[Region pointing data]
┏━━

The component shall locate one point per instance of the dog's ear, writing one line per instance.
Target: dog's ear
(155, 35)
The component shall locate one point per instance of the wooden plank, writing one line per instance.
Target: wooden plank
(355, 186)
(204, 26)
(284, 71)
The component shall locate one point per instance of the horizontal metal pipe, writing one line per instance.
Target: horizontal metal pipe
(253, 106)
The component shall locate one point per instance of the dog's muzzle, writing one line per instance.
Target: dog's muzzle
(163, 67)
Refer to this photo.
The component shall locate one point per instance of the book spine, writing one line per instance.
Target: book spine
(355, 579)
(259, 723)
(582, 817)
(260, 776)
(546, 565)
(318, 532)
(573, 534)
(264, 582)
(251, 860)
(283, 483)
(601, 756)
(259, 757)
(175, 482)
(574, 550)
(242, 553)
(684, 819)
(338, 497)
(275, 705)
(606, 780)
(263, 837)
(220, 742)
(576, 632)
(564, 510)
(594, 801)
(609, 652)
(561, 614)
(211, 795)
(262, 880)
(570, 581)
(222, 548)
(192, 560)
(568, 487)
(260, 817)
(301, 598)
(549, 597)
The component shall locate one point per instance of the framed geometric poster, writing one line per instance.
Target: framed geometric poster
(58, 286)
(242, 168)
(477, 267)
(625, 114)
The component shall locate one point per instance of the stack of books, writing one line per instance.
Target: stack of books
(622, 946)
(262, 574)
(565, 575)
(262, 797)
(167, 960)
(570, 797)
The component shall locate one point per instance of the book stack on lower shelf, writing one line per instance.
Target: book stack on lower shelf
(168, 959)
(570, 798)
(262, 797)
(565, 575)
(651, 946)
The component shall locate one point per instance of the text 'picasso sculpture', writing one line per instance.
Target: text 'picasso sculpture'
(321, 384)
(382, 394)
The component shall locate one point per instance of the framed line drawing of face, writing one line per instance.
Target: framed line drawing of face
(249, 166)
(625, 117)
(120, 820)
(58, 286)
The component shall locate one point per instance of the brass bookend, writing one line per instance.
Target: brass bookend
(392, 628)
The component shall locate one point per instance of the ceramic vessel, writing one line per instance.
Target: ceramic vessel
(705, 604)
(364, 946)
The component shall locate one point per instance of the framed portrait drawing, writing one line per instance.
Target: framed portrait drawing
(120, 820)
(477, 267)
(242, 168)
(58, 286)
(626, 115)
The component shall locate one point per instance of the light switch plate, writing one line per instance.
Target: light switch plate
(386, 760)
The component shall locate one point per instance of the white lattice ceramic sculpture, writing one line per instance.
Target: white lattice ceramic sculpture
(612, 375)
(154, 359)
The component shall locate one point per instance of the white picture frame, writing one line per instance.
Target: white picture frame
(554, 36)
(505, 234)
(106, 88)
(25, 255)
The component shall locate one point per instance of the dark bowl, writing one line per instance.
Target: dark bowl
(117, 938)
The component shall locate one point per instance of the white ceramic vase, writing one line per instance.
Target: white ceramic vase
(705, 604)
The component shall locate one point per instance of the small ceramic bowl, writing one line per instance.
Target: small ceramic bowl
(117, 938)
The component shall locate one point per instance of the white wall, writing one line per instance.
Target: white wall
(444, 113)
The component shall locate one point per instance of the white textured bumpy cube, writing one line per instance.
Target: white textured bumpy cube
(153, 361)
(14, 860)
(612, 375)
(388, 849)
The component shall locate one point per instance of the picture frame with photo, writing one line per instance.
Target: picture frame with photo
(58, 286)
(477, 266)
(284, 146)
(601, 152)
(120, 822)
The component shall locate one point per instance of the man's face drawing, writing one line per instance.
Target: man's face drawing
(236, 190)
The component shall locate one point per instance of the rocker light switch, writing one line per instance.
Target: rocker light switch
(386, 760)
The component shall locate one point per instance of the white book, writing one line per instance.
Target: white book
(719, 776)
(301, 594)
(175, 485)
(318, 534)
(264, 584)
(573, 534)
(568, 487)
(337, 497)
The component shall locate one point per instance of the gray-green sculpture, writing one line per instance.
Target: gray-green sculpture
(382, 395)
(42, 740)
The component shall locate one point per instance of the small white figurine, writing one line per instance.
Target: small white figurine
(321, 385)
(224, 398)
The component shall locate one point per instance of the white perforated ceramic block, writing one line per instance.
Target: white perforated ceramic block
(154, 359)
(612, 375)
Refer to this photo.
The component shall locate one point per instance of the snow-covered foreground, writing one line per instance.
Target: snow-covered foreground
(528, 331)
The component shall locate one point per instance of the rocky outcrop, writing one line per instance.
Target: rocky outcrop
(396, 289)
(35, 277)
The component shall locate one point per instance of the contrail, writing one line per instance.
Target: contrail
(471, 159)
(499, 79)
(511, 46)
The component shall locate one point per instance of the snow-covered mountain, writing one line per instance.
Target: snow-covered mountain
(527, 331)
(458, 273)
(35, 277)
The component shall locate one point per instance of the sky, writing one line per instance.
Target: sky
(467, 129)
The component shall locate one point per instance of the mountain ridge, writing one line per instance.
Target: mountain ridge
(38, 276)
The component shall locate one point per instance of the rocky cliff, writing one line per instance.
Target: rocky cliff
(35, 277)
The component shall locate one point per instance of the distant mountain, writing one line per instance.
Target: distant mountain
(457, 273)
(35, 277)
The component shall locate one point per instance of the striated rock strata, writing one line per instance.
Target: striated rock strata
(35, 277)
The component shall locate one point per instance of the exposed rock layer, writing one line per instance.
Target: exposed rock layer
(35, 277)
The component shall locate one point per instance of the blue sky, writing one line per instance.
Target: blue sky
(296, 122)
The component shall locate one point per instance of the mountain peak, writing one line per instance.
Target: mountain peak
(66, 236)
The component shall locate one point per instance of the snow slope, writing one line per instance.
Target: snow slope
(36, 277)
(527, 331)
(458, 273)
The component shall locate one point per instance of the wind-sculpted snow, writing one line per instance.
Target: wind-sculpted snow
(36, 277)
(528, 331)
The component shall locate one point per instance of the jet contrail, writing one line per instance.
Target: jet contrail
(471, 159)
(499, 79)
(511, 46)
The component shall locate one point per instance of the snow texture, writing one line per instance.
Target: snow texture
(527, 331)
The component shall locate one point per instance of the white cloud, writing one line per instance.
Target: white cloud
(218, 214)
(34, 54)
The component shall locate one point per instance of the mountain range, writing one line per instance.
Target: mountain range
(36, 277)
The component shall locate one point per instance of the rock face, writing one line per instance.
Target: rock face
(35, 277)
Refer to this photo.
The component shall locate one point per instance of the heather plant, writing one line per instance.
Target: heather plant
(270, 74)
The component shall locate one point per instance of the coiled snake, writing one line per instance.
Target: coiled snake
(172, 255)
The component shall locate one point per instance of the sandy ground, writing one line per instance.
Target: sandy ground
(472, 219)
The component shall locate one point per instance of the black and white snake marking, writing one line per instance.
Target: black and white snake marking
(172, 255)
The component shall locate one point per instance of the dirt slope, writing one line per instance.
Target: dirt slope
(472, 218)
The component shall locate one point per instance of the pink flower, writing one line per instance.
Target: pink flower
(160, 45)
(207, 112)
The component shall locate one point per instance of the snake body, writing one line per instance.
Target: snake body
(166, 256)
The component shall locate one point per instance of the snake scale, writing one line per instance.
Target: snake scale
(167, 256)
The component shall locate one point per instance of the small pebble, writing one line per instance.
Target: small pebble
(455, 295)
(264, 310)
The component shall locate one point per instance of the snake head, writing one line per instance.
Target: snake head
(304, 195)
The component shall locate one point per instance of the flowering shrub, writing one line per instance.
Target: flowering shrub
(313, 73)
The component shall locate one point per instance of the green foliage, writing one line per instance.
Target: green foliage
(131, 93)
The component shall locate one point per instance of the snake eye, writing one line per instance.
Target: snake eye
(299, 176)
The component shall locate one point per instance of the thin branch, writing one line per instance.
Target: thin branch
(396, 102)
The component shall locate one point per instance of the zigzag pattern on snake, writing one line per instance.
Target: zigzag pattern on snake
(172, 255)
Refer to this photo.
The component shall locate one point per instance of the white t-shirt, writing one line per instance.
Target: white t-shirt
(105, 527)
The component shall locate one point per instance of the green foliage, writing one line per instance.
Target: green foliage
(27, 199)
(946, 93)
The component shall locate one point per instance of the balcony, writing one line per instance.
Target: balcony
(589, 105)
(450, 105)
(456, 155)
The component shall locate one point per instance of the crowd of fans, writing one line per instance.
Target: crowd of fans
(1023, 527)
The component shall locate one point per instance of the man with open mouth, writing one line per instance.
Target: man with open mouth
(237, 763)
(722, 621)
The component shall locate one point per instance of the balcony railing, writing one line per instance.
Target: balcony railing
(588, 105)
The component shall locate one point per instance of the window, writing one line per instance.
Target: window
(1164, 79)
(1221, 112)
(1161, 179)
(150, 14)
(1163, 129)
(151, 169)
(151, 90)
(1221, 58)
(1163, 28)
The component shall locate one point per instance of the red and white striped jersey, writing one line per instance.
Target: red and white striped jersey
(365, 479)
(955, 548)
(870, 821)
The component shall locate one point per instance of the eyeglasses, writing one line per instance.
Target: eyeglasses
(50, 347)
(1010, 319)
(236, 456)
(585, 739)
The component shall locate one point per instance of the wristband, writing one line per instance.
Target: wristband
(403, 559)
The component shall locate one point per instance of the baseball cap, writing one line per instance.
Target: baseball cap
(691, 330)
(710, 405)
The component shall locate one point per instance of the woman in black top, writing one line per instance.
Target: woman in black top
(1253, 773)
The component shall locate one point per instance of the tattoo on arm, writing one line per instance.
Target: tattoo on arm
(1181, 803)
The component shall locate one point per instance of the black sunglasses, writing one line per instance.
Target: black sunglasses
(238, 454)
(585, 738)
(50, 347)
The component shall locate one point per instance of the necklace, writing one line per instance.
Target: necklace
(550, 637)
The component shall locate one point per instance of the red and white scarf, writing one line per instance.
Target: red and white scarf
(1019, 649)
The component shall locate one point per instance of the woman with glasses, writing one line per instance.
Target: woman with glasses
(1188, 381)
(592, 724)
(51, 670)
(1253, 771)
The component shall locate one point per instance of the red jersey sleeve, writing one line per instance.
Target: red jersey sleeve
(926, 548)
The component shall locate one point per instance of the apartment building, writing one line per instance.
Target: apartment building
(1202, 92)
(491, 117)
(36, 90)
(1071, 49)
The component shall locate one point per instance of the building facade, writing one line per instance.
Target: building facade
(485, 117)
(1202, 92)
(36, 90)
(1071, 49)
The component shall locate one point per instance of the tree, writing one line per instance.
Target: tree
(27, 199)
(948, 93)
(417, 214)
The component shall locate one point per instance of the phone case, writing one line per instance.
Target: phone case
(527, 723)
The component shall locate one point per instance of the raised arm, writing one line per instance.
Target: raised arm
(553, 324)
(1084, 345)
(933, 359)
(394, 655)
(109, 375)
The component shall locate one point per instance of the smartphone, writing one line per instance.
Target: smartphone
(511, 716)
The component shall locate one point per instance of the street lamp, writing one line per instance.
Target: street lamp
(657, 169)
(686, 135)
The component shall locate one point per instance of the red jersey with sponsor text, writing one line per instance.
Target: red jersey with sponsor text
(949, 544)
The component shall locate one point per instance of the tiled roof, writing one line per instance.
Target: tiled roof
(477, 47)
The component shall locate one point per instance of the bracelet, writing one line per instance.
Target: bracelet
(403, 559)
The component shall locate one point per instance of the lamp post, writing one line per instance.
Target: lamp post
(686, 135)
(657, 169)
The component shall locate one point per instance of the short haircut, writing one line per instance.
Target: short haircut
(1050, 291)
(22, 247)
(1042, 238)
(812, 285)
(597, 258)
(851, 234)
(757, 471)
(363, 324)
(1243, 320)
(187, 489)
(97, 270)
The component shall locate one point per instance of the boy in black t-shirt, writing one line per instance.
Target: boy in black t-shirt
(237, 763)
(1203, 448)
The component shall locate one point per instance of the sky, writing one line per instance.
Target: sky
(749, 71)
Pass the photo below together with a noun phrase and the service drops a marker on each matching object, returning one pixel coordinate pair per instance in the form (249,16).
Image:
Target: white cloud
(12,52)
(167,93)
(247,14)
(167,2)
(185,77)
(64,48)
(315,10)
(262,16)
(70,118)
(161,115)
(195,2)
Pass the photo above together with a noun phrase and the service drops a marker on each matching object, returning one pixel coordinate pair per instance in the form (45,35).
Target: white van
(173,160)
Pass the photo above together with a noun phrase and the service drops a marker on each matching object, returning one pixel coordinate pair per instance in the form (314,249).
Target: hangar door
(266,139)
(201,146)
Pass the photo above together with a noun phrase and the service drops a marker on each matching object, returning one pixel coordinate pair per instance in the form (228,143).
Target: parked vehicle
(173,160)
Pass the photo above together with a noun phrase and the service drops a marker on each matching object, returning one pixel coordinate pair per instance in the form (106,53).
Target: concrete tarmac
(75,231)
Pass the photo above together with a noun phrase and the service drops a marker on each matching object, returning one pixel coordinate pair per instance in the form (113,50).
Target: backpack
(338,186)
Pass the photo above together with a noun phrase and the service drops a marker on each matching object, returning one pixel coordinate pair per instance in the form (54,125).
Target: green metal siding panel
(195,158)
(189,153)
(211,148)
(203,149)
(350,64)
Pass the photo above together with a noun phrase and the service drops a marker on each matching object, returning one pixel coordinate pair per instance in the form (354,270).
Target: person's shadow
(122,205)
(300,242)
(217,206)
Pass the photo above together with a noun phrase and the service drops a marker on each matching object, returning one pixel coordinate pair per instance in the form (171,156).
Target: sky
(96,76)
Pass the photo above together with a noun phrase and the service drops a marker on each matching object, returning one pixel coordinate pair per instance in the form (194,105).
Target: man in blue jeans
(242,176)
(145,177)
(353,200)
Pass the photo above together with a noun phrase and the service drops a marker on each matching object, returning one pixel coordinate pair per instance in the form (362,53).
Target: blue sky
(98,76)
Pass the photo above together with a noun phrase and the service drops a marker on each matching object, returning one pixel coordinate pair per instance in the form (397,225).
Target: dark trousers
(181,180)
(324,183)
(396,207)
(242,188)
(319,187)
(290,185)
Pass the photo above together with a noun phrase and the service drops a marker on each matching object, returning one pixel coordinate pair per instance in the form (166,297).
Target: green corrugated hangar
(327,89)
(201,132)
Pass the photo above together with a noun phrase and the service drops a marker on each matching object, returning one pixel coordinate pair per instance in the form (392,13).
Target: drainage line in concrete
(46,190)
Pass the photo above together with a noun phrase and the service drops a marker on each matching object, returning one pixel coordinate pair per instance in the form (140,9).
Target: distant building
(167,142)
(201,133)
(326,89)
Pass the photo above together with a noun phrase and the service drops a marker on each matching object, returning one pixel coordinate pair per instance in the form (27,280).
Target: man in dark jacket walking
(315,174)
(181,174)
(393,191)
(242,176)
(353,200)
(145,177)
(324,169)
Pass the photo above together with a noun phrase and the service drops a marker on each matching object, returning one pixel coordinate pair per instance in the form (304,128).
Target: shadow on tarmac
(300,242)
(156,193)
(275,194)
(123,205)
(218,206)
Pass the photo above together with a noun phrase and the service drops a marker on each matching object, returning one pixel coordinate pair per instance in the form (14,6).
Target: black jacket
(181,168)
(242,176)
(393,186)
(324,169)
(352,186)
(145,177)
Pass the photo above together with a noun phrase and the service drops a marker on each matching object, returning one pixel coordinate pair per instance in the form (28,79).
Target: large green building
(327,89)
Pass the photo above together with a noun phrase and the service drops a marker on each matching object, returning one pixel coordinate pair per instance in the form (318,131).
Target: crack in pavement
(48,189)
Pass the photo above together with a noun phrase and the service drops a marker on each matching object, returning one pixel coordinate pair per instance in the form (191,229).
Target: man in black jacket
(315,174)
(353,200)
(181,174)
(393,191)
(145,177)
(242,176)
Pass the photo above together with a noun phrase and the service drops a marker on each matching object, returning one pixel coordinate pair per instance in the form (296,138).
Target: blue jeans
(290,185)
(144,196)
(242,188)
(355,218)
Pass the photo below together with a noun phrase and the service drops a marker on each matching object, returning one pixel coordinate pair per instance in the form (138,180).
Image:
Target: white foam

┗━━

PROBLEM DETAILS -
Take the entries above and copy them exactly from the first line through the line with "spine, writing one line per instance."; leave out every line after it.

ANSWER AREA -
The component shall locate one point per instance of the dog's ear, writing one line per instance.
Target: dog's ear
(155, 35)
The component shall locate one point per instance of the wooden plank, writing one line per instance.
Target: wooden plank
(355, 186)
(204, 26)
(284, 71)
The component shall locate one point per instance of the horizontal metal pipe, writing one line per instance.
Target: horizontal metal pipe
(253, 106)
The component shall locate one point per instance of the dog's muzzle, writing one line per instance.
Target: dog's muzzle
(163, 67)
Refer to this photo.
The component shall locate one point per instance of the book spine, writing one line per instance.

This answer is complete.